■ **TASK DIRECTIONS**: Locate every line in the items containing the word "hair" and copy each of those lines.

**** RECORDED INFORMATION ****

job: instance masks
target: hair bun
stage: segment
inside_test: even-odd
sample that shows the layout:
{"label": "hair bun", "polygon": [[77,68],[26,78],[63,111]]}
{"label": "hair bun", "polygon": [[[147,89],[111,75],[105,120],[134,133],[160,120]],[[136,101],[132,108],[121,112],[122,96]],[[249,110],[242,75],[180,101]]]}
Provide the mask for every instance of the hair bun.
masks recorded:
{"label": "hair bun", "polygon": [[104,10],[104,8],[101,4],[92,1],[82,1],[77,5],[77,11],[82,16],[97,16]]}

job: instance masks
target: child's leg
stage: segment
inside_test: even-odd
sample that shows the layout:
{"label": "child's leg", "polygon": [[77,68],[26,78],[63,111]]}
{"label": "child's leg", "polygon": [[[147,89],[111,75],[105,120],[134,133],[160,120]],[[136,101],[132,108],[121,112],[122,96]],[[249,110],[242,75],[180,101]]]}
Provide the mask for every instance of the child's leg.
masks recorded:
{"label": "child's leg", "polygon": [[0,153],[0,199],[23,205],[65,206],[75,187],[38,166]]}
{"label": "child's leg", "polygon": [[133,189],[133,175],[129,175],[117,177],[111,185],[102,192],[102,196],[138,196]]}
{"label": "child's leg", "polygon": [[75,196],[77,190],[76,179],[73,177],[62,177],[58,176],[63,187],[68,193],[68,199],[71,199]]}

****

■ **FULL SOLUTION**:
target: hair bun
{"label": "hair bun", "polygon": [[77,68],[26,78],[63,111]]}
{"label": "hair bun", "polygon": [[[147,89],[111,75],[105,120],[134,133],[160,120]],[[136,101],[132,108],[121,112],[122,96]],[[249,110],[242,75],[180,101]]]}
Provide the mask for every instance of the hair bun.
{"label": "hair bun", "polygon": [[104,10],[104,8],[101,4],[92,1],[82,1],[77,5],[77,11],[82,16],[97,16]]}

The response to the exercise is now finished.